● **Text**:
* start *

Persona fans can have a hard time letting go of their favorite characters; after spending upwards of 100 hours with the heroes of Personas 3, 4, or 5, it’s only natural to feel a void once you’ve rolled the credits. Persona publisher Atlus clearly understands we’ve wanted to see more of SEES and the Investigation Team; we’ve brawled in the arena and danced all night with them in follow up titles long after their original releases. In November, Persona 5’s Phantom Thieves get another curtain call in a new genre: tactical RPG.
At gamescom, I got to spend an hour with Persona 5 Tactica (P5T) on Xbox, and it’s no surprise this is shaping up to be one of the most stylish tactics games on the market. Pretty much everything I loved about Persona 5 returns in a remixed fashion: the iconic music played with new instruments, characters like Joker, Ann, and Mona hanging out in Leblanc Coffee Shop, even the endlessly pulsating menu options return in a new, “cuteified” art style. In short, if you loved that world, you’re already going to be predisposed towards this one.
Most notably, the gameplay has been remixed from turn-based RPG to a tactics -focused affair, with its own Persona twists. Early on, weird stuff seems to be happening in Tokyo (again!), and the Phantom Thieves soon find themselves back in the Metaverse, where players begin learning the particular nuances of this system, one battle at a time.
Mainline Persona games focus on sussing out enemies’ elemental weaknesses to launch devastating all-out attacks, P5T has you deploying familiar tools (melee weapons, firearms, and Personas) in a different way: placement and cover are of utmost importance, enabling your team of three to make the most of their turns.

* end *

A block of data
* start *

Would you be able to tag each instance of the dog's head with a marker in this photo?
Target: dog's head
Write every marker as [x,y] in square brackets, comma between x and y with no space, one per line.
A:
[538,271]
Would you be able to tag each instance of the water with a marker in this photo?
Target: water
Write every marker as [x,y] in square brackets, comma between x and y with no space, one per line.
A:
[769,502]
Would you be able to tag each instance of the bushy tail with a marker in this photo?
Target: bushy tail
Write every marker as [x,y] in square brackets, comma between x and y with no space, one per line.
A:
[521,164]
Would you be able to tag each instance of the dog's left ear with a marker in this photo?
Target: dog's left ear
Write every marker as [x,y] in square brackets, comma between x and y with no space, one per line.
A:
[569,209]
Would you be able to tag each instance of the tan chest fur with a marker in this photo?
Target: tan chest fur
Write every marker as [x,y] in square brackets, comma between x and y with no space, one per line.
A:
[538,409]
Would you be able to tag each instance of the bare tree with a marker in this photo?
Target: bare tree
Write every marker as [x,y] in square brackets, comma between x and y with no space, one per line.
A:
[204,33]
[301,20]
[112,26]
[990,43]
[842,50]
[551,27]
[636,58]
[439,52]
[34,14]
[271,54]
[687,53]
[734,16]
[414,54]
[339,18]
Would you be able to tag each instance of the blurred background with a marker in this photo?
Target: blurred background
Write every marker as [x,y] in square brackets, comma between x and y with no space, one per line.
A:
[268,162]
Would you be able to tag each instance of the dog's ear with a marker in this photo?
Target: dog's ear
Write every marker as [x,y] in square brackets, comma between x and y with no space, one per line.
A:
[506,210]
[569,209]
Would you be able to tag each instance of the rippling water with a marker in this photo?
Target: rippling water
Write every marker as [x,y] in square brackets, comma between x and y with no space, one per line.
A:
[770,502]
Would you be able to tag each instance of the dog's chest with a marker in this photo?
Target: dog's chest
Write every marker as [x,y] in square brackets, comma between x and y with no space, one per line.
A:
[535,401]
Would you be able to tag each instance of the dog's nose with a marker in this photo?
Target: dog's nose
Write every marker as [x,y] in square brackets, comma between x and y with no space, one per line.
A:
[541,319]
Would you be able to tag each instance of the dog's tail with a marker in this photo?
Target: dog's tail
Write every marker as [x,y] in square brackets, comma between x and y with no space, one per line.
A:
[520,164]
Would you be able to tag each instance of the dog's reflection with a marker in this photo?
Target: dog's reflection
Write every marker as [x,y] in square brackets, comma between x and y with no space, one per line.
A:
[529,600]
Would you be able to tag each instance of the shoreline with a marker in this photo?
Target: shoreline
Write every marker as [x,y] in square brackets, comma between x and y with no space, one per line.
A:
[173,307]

* end *

● **Description of the task**: Retype the passage on Persona 5 Tactica word for word, from "At gamescom, I" up to and including "battle at a time.".

● **Output for this exercise**:
At gamescom, I got to spend an hour with Persona 5 Tactica (P5T) on Xbox, and it’s no surprise this is shaping up to be one of the most stylish tactics games on the market. Pretty much everything I loved about Persona 5 returns in a remixed fashion: the iconic music played with new instruments, characters like Joker, Ann, and Mona hanging out in Leblanc Coffee Shop, even the endlessly pulsating menu options return in a new, “cuteified” art style. In short, if you loved that world, you’re already going to be predisposed towards this one.
Most notably, the gameplay has been remixed from turn-based RPG to a tactics -focused affair, with its own Persona twists. Early on, weird stuff seems to be happening in Tokyo (again!), and the Phantom Thieves soon find themselves back in the Metaverse, where players begin learning the particular nuances of this system, one battle at a time.